List each line in the rows below that contains the word "wall", copying every such line in full.

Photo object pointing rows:

↓↓↓

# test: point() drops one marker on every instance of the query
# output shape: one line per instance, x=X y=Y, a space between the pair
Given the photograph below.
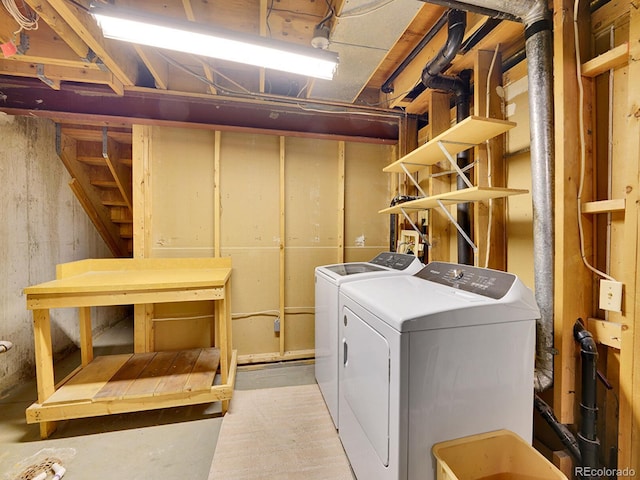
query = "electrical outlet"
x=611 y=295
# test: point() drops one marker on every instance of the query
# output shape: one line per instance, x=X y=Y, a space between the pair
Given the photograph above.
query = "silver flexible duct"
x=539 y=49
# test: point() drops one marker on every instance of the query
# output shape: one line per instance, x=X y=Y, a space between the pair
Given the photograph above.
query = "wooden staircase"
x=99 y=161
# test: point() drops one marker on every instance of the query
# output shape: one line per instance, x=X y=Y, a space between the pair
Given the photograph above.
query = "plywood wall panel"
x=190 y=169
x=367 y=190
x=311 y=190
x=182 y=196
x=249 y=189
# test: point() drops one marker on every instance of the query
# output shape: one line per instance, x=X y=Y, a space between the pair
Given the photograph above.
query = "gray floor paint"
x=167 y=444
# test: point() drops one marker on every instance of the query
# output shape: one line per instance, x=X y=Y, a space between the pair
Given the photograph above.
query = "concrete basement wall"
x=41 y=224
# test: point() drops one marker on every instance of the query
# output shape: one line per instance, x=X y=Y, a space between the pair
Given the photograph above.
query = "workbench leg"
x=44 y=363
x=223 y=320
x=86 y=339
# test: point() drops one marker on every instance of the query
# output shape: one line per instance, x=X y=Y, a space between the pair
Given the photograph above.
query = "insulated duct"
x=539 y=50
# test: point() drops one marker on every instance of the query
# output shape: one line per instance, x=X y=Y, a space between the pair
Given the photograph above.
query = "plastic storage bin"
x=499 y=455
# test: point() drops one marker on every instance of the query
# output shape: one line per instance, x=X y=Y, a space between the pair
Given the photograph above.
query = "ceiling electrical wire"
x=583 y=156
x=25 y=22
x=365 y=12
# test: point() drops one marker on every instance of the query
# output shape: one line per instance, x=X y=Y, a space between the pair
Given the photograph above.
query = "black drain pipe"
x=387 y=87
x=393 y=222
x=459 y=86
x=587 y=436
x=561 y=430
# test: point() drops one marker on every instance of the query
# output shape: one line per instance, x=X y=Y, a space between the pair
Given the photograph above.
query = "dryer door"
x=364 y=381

↑↑↑
↓↓↓

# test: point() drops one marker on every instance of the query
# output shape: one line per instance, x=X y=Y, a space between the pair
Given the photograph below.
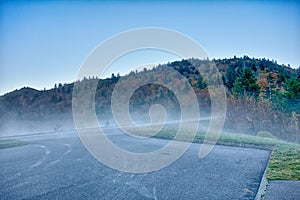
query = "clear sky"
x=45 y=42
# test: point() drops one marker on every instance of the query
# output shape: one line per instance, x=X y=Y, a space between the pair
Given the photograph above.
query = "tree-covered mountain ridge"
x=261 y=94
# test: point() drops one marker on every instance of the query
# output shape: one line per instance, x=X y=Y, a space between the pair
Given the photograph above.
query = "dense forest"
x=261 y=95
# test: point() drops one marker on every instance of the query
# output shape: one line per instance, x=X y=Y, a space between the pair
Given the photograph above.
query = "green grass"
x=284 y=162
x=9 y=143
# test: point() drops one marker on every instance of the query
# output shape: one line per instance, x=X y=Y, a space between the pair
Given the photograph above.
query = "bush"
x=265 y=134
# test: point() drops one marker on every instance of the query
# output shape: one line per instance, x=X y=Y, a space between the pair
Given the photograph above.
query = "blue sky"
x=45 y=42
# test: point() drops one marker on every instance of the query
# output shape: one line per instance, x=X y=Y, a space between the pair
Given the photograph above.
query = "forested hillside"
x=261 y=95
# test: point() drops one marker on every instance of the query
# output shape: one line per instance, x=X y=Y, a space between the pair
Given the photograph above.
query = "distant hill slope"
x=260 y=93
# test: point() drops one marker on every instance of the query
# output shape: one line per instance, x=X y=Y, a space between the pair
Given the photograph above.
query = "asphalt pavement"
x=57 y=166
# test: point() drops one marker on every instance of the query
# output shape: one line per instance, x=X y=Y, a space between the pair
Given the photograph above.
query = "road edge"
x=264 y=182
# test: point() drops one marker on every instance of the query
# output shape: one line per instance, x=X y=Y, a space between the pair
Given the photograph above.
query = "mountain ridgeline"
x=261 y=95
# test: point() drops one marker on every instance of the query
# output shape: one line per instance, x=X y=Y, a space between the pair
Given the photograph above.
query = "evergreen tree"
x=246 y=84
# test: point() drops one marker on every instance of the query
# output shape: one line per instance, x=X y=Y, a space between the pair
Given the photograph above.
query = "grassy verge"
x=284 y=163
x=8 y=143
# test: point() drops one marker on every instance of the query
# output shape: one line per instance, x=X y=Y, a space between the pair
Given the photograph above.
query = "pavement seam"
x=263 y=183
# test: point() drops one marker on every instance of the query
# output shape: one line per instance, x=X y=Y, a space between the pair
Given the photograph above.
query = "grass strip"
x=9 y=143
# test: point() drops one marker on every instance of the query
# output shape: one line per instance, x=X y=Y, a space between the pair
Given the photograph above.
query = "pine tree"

↑↑↑

→ Result:
query = "plywood wall panel"
query = "concrete basement wall"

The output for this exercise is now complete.